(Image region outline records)
--------------------------------
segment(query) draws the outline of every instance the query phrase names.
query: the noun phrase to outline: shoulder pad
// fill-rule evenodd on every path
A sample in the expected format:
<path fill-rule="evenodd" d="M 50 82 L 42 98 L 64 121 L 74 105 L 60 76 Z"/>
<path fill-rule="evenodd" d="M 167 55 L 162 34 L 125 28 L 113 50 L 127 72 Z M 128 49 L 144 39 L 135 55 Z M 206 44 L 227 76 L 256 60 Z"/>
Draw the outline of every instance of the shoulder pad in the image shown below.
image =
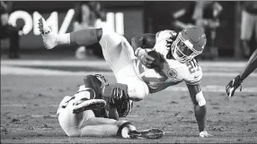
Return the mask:
<path fill-rule="evenodd" d="M 177 33 L 174 30 L 165 30 L 156 33 L 156 41 L 160 40 L 173 40 Z"/>

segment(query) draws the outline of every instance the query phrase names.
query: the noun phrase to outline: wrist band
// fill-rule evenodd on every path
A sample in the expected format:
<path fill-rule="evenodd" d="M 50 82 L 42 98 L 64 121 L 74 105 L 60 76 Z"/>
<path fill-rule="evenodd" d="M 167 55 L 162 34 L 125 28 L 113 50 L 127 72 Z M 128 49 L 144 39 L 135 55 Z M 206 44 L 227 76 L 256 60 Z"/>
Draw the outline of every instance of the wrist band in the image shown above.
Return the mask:
<path fill-rule="evenodd" d="M 140 51 L 141 47 L 138 47 L 135 50 L 135 55 L 137 56 L 139 51 Z"/>

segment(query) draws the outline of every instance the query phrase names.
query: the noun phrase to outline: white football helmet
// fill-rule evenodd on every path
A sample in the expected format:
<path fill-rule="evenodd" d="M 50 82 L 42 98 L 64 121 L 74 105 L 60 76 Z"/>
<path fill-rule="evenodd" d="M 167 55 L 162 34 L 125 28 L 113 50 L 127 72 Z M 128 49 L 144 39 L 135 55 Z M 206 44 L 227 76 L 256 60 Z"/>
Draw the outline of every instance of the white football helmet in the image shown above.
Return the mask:
<path fill-rule="evenodd" d="M 180 63 L 189 62 L 202 53 L 206 41 L 206 35 L 201 28 L 184 29 L 172 44 L 173 56 Z"/>

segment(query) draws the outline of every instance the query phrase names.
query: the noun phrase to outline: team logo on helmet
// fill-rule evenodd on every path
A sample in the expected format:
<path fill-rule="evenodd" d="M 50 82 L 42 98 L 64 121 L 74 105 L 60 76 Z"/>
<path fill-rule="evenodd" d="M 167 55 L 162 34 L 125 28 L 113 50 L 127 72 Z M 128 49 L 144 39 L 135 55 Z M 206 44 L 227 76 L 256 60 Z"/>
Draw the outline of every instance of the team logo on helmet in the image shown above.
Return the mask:
<path fill-rule="evenodd" d="M 176 78 L 177 75 L 178 75 L 178 72 L 177 72 L 177 71 L 175 69 L 171 68 L 171 69 L 168 70 L 167 75 L 170 78 Z"/>

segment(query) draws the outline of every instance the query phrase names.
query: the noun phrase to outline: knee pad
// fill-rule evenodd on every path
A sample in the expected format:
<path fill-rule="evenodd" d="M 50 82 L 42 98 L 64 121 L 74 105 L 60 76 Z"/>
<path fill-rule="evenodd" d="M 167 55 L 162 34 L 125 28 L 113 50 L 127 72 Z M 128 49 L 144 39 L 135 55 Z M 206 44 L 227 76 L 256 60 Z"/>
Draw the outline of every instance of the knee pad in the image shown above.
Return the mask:
<path fill-rule="evenodd" d="M 196 95 L 196 101 L 198 102 L 198 105 L 199 106 L 202 106 L 206 104 L 206 100 L 203 97 L 203 94 L 202 94 L 202 91 L 199 92 L 197 95 Z"/>
<path fill-rule="evenodd" d="M 79 137 L 81 134 L 81 131 L 78 128 L 69 128 L 65 130 L 65 132 L 68 137 Z"/>
<path fill-rule="evenodd" d="M 128 85 L 128 96 L 133 101 L 140 101 L 149 94 L 148 87 L 144 82 L 136 82 Z"/>

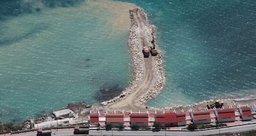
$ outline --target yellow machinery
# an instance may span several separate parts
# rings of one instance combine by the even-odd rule
[[[216,108],[222,108],[224,105],[224,102],[223,101],[219,102],[218,100],[215,101],[215,102],[208,102],[207,103],[207,108],[211,109],[215,107]]]

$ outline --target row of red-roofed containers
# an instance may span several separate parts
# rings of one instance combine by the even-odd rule
[[[105,126],[111,123],[113,126],[119,126],[122,124],[129,126],[136,124],[139,126],[150,126],[152,122],[160,122],[164,127],[177,127],[187,125],[191,121],[194,124],[210,124],[213,122],[213,116],[218,122],[229,122],[236,121],[236,108],[215,109],[211,110],[190,111],[186,113],[165,113],[148,114],[134,113],[91,113],[90,124],[91,126]],[[242,106],[238,108],[241,121],[252,119],[252,110],[250,107]],[[188,121],[188,120],[191,121]]]

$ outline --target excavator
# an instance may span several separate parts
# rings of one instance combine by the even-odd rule
[[[157,52],[157,49],[156,49],[156,45],[155,45],[155,40],[154,40],[154,39],[153,39],[153,40],[152,40],[152,41],[151,42],[151,43],[152,44],[152,45],[153,45],[153,47],[150,47],[150,52],[151,52],[151,55],[152,55],[152,56],[156,56],[156,55],[157,55],[157,54],[158,54],[158,52]]]
[[[224,102],[223,101],[218,101],[216,100],[215,102],[208,102],[207,103],[207,108],[208,109],[212,109],[214,107],[216,108],[222,108],[224,105]]]

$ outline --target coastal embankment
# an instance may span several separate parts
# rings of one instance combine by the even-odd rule
[[[156,28],[149,24],[142,9],[135,8],[129,13],[131,28],[129,47],[132,58],[134,79],[119,96],[101,103],[109,109],[145,109],[144,104],[159,94],[165,82],[163,52],[158,49],[157,56],[144,58],[142,51],[143,47],[152,46],[151,42],[156,41]]]

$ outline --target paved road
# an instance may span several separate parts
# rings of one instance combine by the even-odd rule
[[[236,133],[256,130],[256,124],[244,125],[222,129],[211,129],[202,131],[106,131],[90,130],[90,134],[93,135],[205,135],[222,133]]]
[[[152,132],[152,131],[131,131],[131,130],[90,130],[89,134],[92,135],[205,135],[210,134],[218,134],[219,133],[236,133],[245,131],[250,131],[256,130],[256,124],[243,125],[236,127],[230,127],[222,129],[211,129],[207,130],[202,131],[160,131],[160,132]],[[54,135],[55,132],[55,135]],[[73,129],[66,129],[60,130],[56,131],[56,130],[52,130],[51,135],[72,135]],[[36,135],[36,132],[32,132],[26,134],[19,134],[14,135],[20,136],[35,136]]]

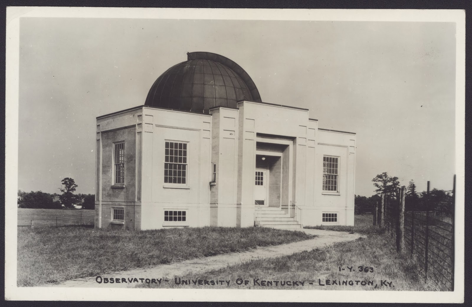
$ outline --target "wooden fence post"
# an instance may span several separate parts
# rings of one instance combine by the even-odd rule
[[[404,186],[402,187],[398,195],[398,221],[397,222],[397,233],[396,233],[396,251],[402,252],[405,247],[405,232],[404,226],[405,225],[405,190],[406,188]]]
[[[410,251],[411,252],[412,255],[413,255],[413,250],[414,249],[414,243],[413,243],[413,242],[414,242],[414,211],[413,211],[413,208],[412,207],[412,208],[411,208],[411,209],[412,209],[412,231],[411,231],[411,232],[412,232],[412,237],[411,237],[411,239],[410,239],[411,241],[410,241],[410,244],[411,244],[411,246],[410,247],[410,249],[411,249],[411,250]]]
[[[384,197],[384,194],[382,194],[380,196],[380,218],[379,219],[379,227],[381,228],[384,226],[384,215],[385,212],[385,199]]]
[[[428,280],[428,246],[430,236],[430,182],[426,187],[426,229],[424,240],[424,274],[425,279]]]
[[[379,207],[378,203],[376,204],[374,206],[374,221],[373,223],[374,226],[377,225],[377,214],[378,214],[377,212],[378,209],[377,208],[378,207]]]

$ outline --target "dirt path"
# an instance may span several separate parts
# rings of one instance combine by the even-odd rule
[[[332,244],[337,242],[350,241],[361,236],[359,234],[350,234],[347,232],[334,232],[318,229],[300,229],[310,234],[318,236],[314,239],[294,242],[287,244],[274,246],[259,247],[254,249],[241,252],[223,254],[204,258],[192,259],[181,262],[169,265],[162,265],[155,267],[146,269],[136,269],[129,271],[122,271],[113,273],[102,274],[101,277],[124,278],[131,280],[136,278],[137,282],[120,283],[98,283],[96,281],[96,276],[80,279],[67,281],[63,283],[52,285],[53,287],[67,287],[78,288],[134,288],[142,282],[145,282],[145,279],[158,279],[165,276],[168,279],[174,276],[185,275],[188,272],[192,273],[204,272],[213,269],[219,269],[228,266],[237,264],[242,262],[250,261],[261,258],[278,257],[291,255],[294,253],[311,250],[313,249],[322,247],[327,245]],[[144,279],[143,281],[140,278]]]

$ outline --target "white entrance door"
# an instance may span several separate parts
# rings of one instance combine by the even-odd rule
[[[254,178],[254,199],[255,204],[267,206],[269,170],[256,168]]]

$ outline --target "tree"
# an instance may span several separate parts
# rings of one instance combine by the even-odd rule
[[[379,174],[372,179],[374,186],[377,188],[375,192],[378,194],[396,192],[400,185],[398,177],[389,176],[387,172]]]
[[[406,188],[406,195],[405,195],[405,210],[409,211],[417,210],[420,203],[420,197],[416,193],[416,185],[413,179],[408,183]]]
[[[50,209],[54,207],[51,194],[41,191],[24,193],[19,205],[20,208]]]
[[[416,185],[414,184],[413,179],[410,180],[410,182],[408,183],[408,186],[406,188],[406,195],[411,196],[416,195]]]
[[[72,208],[74,207],[72,204],[75,199],[74,192],[78,186],[76,184],[74,179],[68,177],[62,179],[61,182],[64,187],[63,189],[59,188],[59,190],[62,192],[62,194],[59,196],[60,201],[66,208]]]

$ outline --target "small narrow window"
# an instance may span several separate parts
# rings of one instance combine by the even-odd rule
[[[256,185],[264,185],[264,172],[256,172]]]
[[[187,183],[187,143],[166,141],[164,163],[164,182]]]
[[[338,158],[323,157],[323,191],[338,192],[339,176]]]
[[[215,163],[213,164],[213,179],[211,182],[216,182],[216,164]]]
[[[113,221],[122,222],[125,220],[125,209],[122,208],[113,208]]]
[[[125,142],[115,144],[115,184],[125,184]]]
[[[164,222],[186,222],[187,212],[181,210],[166,210],[164,211]]]
[[[337,223],[337,213],[323,213],[323,223]]]

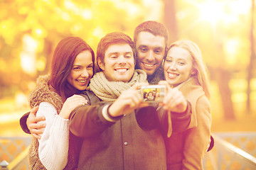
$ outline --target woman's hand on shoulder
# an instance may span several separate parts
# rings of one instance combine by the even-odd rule
[[[166,93],[164,101],[159,105],[162,106],[164,109],[176,113],[186,111],[188,103],[181,91],[177,88],[171,88],[166,81],[161,81],[159,84],[166,86]]]
[[[26,120],[26,125],[31,135],[36,138],[40,140],[41,135],[43,134],[46,124],[41,123],[41,121],[44,121],[46,120],[44,116],[36,117],[36,112],[38,110],[38,108],[39,107],[38,106],[31,109]]]
[[[87,101],[80,95],[74,94],[65,101],[59,115],[65,119],[68,119],[70,113],[80,106],[87,103]]]

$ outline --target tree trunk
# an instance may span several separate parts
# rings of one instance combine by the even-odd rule
[[[230,73],[228,70],[220,67],[216,69],[215,73],[218,75],[217,81],[223,103],[224,119],[227,120],[235,120],[235,112],[231,100],[232,93],[228,86],[229,81],[231,78]]]
[[[164,23],[169,32],[169,43],[178,39],[175,0],[163,0],[164,6]]]

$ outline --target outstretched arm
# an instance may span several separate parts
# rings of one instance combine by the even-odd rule
[[[38,109],[38,106],[36,106],[30,113],[25,113],[20,119],[20,125],[26,133],[32,134],[36,138],[40,139],[46,128],[46,124],[41,121],[46,118],[44,116],[36,116]]]

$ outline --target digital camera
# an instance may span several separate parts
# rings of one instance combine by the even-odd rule
[[[141,89],[141,94],[144,102],[161,102],[164,101],[166,94],[164,85],[143,86]]]

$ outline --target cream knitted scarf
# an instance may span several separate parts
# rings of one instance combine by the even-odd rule
[[[102,72],[97,73],[90,79],[89,90],[104,101],[114,101],[122,91],[129,89],[138,82],[147,82],[146,74],[141,69],[135,69],[132,79],[127,82],[109,81]]]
--------------------------------
§ **Your task**:
Arrange the listing, starting at its beginning and ending at the line containing "140 51 L 141", as a two-column CSV with the columns request and answer. Give one row per answer, putting the text before it in one quoted field and the answer in another, with line breaks turned into spaces, and leave the pictures out.

§ **Expected answer**:
request,answer
"segment(query) draws the outline of every instance the query phrase names. query: the noun phrase to outline: shoulder pad // fill-rule evenodd on every path A sample in the expected format: <path fill-rule=""evenodd"" d=""M 50 82 L 42 98 L 64 121 L 74 105 L 60 76 Z""/> <path fill-rule=""evenodd"" d=""M 167 55 L 162 34 L 125 28 L 113 50 L 127 72 Z M 128 49 L 144 39 L 135 55 Z M 206 44 L 227 76 L 256 60 Z""/> Draw the outline of every instance of the shoulder pad in the image shown below. image = Return the mask:","<path fill-rule=""evenodd"" d=""M 177 33 L 174 30 L 165 30 L 156 33 L 156 41 L 160 40 L 173 40 Z""/>"
"segment(query) draws the outline of every instance the query phrase names. query: the noun phrase to outline: wrist band // fill-rule evenodd on every path A sample in the expected format: <path fill-rule=""evenodd"" d=""M 50 82 L 42 98 L 64 121 L 74 105 L 60 76 Z""/> <path fill-rule=""evenodd"" d=""M 167 55 L 162 34 L 125 28 L 113 50 L 127 72 Z M 128 49 L 144 39 L 135 55 Z M 206 44 L 227 76 L 256 60 Z""/> Draw the outline of every instance of the wrist band in the image shown above. Return the mask:","<path fill-rule=""evenodd"" d=""M 140 51 L 141 47 L 138 47 L 135 50 L 135 55 L 137 56 L 139 51 Z""/>"